For more than 120 years, Asheville School has been a proud member of the Asheville community. Like the city itself, we have benefitted from our scenic setting in the heart of the Blue Ridge Mountains. We have flourished together, a city with endless entertainment, dining and recreation options, and a boarding and day school dedicated to providing the best education and personal growth opportunities to high-schoolers.
And just like the city, we attract people from across the nation and world. Our 295 students hail from nearly every state and 18 countries. They are diverse, inquisitive, independent thinkers. These students are engaged in a very demanding academic program, participate in athletics, and perform in the arts. We care for, nurture, and guide them as they navigate their way from ninth grade to high school graduation.
Our campus is tucked away on the city’s far west side, easily missed along Patton Avenue. We have a small number of day students and many in the area are not familiar with the tremendous academic and personal growth students experience during their time with us.
I know all of this personally. I want to share our story from my unique perspective as head of school and a graduate of Asheville School’s class of 1984.
To say that returning to my alma mater was one of the great joys of my life is an understatement. This school was the most profound and impactful academic experience of my life. During my time on campus, I learned for the first time to think independently of my parents, to problem-solve on my own, and become an independent learner. Perhaps most important to me, I began to explore my own personal faith.
These memories heartened and inspired me as I stepped onto campus in September 2019 as the new head of school. What I discovered was an even better place than I had left years earlier. Asheville School was larger, more diverse, and offered an even more rigorous curriculum than I had encountered as a student.
Yet Asheville School values more than just academics; we also value fun. On-campus entertainment includes barbecues, athletic tournaments, game nights, movies, school dances and more. Our recent Spring Olympics, an intra-dorm competition, was a great success. Students also can join any of the 30 student organizations that touch on nearly every interest — from environmental action and entrepreneurship to photography and creative writing.

Saved data entries:
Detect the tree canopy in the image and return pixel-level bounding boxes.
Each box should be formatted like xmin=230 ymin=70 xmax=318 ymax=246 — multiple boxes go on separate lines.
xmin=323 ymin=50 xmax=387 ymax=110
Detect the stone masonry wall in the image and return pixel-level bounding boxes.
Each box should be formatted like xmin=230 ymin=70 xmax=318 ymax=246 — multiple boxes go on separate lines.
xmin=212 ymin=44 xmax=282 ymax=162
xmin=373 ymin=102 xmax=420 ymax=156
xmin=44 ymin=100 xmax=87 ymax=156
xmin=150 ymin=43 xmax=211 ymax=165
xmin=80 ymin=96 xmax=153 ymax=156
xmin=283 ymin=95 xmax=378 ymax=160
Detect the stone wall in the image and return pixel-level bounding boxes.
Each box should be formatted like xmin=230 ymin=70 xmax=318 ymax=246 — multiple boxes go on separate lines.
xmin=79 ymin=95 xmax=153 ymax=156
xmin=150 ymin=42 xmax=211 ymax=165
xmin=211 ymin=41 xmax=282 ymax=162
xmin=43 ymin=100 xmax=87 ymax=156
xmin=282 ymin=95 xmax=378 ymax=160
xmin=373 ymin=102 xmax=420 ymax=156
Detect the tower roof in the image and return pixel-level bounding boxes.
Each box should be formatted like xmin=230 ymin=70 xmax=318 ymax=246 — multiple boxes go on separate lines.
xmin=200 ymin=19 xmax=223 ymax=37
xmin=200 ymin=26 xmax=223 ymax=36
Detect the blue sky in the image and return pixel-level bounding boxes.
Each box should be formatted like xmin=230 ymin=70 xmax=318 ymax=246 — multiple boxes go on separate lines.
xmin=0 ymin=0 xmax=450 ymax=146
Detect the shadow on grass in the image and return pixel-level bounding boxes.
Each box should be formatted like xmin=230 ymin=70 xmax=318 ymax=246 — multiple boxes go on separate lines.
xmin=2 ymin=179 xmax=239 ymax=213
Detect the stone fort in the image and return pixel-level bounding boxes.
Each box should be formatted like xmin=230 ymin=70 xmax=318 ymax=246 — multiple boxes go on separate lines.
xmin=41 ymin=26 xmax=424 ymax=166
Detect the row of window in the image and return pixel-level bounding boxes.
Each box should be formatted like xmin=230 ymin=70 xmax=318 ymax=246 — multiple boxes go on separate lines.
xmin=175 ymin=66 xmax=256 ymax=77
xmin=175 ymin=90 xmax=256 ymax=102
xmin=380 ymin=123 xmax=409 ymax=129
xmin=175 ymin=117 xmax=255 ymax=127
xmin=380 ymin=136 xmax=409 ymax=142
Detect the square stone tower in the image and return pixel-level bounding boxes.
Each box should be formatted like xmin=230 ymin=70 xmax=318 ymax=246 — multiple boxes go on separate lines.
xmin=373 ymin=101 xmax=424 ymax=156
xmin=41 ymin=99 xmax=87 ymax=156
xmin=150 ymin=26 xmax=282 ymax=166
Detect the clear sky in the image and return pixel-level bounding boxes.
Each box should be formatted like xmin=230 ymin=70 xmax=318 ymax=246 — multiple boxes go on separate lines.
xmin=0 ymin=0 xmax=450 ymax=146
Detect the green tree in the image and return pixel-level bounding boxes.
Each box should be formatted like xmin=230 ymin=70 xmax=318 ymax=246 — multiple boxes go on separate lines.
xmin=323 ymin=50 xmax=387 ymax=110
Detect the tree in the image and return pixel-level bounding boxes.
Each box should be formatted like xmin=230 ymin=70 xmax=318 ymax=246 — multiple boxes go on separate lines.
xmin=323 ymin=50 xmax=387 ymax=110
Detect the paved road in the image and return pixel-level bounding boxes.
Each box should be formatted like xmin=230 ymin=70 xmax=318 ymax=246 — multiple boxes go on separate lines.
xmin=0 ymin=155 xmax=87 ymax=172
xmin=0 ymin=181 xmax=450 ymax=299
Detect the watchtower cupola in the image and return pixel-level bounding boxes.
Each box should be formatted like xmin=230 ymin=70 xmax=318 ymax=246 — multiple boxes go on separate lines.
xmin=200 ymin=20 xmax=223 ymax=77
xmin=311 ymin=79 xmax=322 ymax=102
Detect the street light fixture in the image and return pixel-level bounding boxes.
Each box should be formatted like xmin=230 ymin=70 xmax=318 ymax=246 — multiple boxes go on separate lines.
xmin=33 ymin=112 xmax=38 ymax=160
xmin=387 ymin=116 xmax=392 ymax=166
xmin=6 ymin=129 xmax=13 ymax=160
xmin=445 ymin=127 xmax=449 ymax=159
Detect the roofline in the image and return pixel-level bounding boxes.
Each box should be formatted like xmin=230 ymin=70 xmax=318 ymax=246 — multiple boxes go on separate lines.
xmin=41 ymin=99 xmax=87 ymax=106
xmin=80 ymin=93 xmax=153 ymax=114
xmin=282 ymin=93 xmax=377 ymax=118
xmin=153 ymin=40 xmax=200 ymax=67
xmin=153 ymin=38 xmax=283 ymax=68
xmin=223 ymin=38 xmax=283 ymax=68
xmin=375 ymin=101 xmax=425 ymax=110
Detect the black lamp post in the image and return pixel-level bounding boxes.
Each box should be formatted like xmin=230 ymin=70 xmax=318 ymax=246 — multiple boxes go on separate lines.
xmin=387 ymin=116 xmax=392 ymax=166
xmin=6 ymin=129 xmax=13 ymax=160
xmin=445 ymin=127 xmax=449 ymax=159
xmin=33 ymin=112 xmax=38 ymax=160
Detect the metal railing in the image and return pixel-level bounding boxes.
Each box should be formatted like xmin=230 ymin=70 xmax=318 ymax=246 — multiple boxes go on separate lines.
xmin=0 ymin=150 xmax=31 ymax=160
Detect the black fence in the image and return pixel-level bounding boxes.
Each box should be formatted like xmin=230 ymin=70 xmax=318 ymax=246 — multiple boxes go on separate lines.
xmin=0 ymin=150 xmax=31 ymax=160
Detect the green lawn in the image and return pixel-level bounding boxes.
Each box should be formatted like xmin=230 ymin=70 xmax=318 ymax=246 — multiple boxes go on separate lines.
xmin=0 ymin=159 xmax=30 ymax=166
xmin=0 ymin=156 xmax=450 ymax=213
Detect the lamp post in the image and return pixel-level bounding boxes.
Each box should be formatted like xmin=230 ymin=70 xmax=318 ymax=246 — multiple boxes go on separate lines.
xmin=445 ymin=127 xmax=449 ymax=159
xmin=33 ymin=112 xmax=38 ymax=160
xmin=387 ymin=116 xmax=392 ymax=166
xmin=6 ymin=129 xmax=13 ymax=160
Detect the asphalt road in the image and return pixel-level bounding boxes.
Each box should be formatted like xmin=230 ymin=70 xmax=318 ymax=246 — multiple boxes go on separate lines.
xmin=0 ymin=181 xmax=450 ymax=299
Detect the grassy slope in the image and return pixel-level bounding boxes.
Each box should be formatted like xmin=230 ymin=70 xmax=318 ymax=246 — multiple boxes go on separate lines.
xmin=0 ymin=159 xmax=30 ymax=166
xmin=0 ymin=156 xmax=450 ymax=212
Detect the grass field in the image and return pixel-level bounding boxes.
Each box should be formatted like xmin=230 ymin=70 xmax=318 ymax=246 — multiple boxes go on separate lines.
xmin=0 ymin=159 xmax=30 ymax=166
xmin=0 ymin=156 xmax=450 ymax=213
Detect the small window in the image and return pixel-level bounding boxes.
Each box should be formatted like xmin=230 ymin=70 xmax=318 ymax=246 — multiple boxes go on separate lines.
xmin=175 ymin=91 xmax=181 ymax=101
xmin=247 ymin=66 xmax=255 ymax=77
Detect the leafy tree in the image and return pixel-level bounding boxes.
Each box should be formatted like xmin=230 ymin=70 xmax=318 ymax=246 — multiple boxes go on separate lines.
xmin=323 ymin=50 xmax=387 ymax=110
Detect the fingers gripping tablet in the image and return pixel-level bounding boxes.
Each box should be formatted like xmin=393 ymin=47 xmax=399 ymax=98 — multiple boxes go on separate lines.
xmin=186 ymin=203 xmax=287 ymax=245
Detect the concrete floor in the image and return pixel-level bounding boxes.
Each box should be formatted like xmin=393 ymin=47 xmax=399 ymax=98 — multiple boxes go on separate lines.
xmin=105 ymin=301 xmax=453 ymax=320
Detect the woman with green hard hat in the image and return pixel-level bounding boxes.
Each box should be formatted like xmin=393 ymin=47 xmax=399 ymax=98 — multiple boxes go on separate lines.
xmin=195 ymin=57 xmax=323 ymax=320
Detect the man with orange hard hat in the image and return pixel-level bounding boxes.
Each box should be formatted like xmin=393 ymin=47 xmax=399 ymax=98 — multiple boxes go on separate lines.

TASKS TO CARRY OUT:
- A) In the piece about Asheville School, why does the writer describe having a unique perspective for sharing the school's story?
- B) According to the piece about Asheville School, how many countries do its students come from?
- C) Continue the piece about Asheville School from its last paragraph.

RESPONSES FOR EACH TASK:
- A) The writer is both the current head of school and a graduate of Asheville School's class of 1984. That means the writer knows the school as a former student and as its leader.

- B) 18 countries.

- C)
We prioritize the social and emotional health of our students. Our Blues Core program teaches students how to be thoughtful about the challenges of adult life. In this program, students learn about health, executive function skills, interpersonal relationships and the issues related to consent. We are excited to make this a model program for schools across the nation.
True to our mountaintop setting, we offer mountaineering programs (such as hiking, camping, paddling, mountain-biking and rock climbing). Horse lovers can enjoy an equestrian program that includes lessons for all skill levels and picturesque riding trails.
But our sense of community extends well beyond our campus. Our students, of course, enjoy downtown Asheville, taking in concerts, plays and other art events, movies and sporting events. They also give back in a big way. Before the pandemic, students participated every other week in the Asheville School Service Program, volunteering mostly off campus to volunteer at Bounty and Soul’s weekly market, Brother Wolf Animal Rescue, MANNA FoodBank and Owen Middle School. Students also participated in the History @ Hand walking tour of downtown Asheville, where they learned about the history of Asheville, architecture, and race relations.
This is our story, a story we are enormously proud of at Asheville School. We are proud of our history, of how we have developed over the last 121 years, and the community we have built on campus and in the city whose name we share. This is the pride that will guide us in the years to come and propel us to an even brighter future for our students, our employees and the Asheville community.
(Dr. Anthony Sgro is head of school at Asheville School and a 1984 graduate. He previously served as head of school at Rabun Gap-Nacoochee School in Georgia, 2011 to 2019.)